◆ **Teks yang Disediakan**:
⁂

Sabtu, 21 Agustus 2010

Puasa Dan Al-Quran

Oleh :Dr.Attabiq Luthfi,MA

(Beberapa hari yang ditentukan itu ialah) bulan Ramadhan, bulan yang di dalamnya diturunkan (permulaan) Al-Quran sebagai petunjuk bagi manusia dan penjelasan-penjelasan mengenai petunjuk itu dan pembeda (antara yang hak dan yang bathil). Karena itu, barangsiapa di antara kamu hadir (di negeri tempat tinggalnya) di bulan itu, maka hendaklah ia berpuasa pada bulan itu, dan barangsiapa sakit atau dalam perjalanan (lalu ia berbuka), maka (wajiblah baginya berpuasa), sebanyak hari yang ditinggalkannya itu, pada hari-hari yang lain. Allah menghendaki kemudahan bagimu, dan tidak menghendaki kesukaran bagimu. Dan hendaklah kamu mencukupkan bilangannya dan hendaklah kamu mengagungkan Allah atas petunjuk-Nya yang diberikan kepadamu, supaya kamu bersyukur. (Al-Baqarah: 185)

⁂

◆ **Data yang Diberikan**:
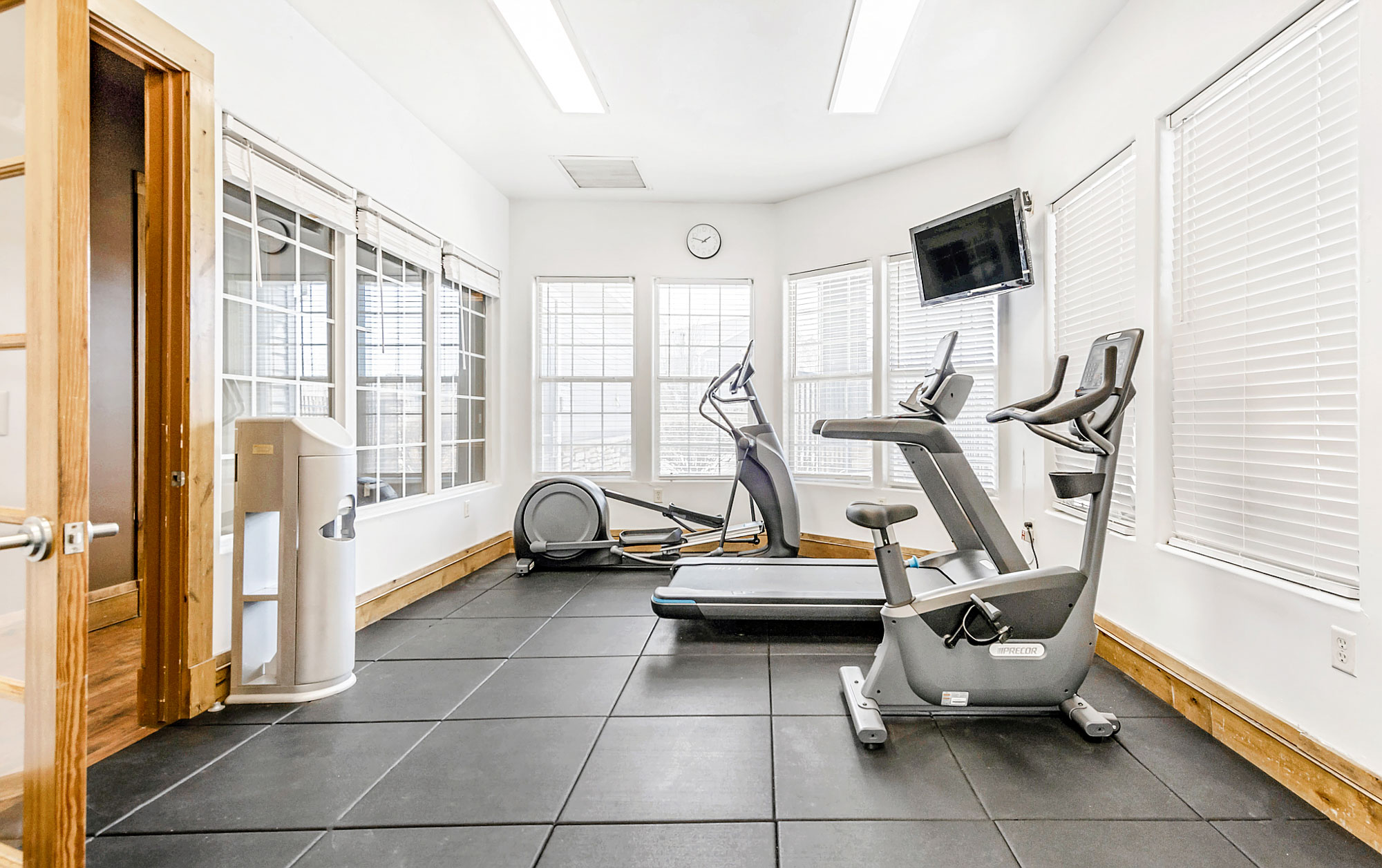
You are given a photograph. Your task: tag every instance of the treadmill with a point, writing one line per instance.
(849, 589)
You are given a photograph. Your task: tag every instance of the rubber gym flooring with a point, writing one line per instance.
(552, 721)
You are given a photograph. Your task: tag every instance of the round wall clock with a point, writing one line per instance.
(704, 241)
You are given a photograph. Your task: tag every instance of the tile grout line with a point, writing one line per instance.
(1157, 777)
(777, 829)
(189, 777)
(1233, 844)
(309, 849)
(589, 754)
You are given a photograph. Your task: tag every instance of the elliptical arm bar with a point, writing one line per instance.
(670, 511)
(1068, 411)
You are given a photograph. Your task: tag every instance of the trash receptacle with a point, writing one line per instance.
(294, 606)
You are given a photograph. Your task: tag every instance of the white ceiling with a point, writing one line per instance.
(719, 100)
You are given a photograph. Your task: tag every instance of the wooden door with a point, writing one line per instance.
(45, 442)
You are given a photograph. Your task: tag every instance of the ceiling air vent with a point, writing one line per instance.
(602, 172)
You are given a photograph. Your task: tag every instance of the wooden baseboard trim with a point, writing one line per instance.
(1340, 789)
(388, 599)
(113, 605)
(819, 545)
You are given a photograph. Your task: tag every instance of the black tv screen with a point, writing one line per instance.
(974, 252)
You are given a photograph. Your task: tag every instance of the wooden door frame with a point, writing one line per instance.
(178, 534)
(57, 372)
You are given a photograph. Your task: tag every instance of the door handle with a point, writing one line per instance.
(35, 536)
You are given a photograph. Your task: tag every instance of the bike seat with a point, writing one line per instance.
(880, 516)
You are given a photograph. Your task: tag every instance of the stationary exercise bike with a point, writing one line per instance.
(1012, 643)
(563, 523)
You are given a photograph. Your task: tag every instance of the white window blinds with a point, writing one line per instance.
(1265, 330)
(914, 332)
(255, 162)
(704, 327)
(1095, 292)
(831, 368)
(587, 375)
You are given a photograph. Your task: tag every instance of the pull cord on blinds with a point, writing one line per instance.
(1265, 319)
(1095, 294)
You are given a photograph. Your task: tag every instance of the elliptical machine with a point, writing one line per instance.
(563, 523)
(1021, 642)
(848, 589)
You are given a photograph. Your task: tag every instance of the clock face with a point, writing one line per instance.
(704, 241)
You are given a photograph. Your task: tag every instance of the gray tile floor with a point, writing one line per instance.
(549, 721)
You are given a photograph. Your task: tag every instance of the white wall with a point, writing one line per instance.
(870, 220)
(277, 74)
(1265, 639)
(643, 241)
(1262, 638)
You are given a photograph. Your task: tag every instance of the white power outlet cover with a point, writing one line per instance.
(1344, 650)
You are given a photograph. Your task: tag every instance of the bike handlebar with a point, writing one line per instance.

⁂

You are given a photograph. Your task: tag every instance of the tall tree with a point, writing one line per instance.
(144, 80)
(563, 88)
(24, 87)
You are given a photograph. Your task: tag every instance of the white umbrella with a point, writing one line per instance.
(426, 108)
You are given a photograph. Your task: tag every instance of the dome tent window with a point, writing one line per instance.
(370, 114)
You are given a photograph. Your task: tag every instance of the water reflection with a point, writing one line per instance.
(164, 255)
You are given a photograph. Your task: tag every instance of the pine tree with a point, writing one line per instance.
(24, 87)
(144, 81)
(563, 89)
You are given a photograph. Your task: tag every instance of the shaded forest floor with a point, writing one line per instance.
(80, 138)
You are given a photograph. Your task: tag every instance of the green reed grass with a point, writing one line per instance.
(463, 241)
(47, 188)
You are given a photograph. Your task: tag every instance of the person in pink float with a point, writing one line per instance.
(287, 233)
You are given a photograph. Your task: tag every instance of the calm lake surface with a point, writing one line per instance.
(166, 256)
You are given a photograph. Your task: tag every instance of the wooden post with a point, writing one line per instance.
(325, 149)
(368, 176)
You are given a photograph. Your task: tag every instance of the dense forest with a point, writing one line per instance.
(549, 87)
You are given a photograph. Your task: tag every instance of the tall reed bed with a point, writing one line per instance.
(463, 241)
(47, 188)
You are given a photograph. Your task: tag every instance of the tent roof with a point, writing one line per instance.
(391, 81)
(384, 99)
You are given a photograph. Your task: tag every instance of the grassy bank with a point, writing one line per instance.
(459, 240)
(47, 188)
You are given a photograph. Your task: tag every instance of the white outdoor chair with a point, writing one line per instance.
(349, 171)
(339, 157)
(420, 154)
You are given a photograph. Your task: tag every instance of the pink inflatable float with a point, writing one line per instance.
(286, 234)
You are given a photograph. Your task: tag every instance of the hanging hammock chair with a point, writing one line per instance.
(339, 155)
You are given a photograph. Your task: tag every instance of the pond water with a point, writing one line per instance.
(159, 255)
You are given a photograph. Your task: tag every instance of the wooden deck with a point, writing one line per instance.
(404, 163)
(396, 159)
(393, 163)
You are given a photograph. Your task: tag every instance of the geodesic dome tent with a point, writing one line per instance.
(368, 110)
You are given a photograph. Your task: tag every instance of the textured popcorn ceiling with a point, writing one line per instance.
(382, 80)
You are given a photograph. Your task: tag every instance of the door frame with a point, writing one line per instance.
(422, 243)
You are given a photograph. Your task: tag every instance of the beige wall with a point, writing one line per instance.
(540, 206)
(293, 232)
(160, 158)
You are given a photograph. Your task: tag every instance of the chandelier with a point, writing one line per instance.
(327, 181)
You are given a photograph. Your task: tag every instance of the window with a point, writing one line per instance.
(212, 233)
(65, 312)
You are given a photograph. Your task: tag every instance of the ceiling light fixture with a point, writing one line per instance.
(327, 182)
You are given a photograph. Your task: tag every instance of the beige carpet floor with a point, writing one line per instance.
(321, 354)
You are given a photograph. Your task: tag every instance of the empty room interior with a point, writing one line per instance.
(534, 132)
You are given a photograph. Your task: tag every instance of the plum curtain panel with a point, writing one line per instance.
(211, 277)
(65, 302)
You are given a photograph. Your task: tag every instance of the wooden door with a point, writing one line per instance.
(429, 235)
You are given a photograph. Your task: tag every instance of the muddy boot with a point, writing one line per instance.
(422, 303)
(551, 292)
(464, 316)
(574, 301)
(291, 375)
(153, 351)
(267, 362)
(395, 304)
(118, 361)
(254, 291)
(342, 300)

⁂

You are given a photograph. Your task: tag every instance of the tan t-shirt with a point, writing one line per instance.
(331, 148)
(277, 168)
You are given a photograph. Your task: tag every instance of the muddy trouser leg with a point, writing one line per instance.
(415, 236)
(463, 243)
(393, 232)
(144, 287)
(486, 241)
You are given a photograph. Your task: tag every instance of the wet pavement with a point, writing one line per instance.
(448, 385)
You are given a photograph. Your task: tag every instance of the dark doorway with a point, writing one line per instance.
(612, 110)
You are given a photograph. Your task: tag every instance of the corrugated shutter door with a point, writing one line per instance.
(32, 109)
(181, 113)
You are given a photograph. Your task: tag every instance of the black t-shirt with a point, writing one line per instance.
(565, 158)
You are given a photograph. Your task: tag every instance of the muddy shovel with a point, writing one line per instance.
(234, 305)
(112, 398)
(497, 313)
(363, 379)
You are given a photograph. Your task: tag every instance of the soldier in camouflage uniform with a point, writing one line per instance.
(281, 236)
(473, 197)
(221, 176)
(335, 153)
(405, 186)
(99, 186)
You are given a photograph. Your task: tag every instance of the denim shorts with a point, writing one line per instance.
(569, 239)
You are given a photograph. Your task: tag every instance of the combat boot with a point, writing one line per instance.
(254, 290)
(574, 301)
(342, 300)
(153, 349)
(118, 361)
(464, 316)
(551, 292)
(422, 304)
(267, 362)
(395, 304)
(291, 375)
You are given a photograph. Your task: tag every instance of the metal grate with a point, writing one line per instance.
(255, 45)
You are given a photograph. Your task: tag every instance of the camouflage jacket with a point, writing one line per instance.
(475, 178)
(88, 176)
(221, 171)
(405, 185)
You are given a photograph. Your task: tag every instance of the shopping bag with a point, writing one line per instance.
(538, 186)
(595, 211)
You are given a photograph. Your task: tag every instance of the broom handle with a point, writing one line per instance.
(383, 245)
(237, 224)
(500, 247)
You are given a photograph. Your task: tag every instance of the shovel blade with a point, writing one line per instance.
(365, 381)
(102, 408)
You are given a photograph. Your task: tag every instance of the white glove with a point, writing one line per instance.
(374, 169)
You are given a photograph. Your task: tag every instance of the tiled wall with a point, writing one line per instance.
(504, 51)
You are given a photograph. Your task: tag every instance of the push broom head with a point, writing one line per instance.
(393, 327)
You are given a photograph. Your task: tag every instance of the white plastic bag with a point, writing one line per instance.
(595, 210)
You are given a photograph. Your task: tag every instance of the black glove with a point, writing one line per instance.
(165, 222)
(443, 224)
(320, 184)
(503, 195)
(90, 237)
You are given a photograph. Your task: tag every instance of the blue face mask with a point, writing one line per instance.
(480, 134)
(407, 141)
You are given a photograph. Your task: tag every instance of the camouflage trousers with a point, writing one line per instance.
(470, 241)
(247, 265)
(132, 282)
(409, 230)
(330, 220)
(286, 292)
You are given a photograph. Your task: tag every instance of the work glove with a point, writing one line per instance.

⁂

◆ **Petunjuk Pengerjaan**:
Salinlah seluruh teks tentang puasa dan Al-Quran tanpa mengubah satu kata pun. Catatan-catatan tersebut tidak diperlukan.

◆ **Pembahasan Jawaban**:
Sabtu, 21 Agustus 2010

Puasa Dan Al-Quran

Oleh :Dr.Attabiq Luthfi,MA

(Beberapa hari yang ditentukan itu ialah) bulan Ramadhan, bulan yang di dalamnya diturunkan (permulaan) Al-Quran sebagai petunjuk bagi manusia dan penjelasan-penjelasan mengenai petunjuk itu dan pembeda (antara yang hak dan yang bathil). Karena itu, barangsiapa di antara kamu hadir (di negeri tempat tinggalnya) di bulan itu, maka hendaklah ia berpuasa pada bulan itu, dan barangsiapa sakit atau dalam perjalanan (lalu ia berbuka), maka (wajiblah baginya berpuasa), sebanyak hari yang ditinggalkannya itu, pada hari-hari yang lain. Allah menghendaki kemudahan bagimu, dan tidak menghendaki kesukaran bagimu. Dan hendaklah kamu mencukupkan bilangannya dan hendaklah kamu mengagungkan Allah atas petunjuk-Nya yang diberikan kepadamu, supaya kamu bersyukur. (Al-Baqarah: 185)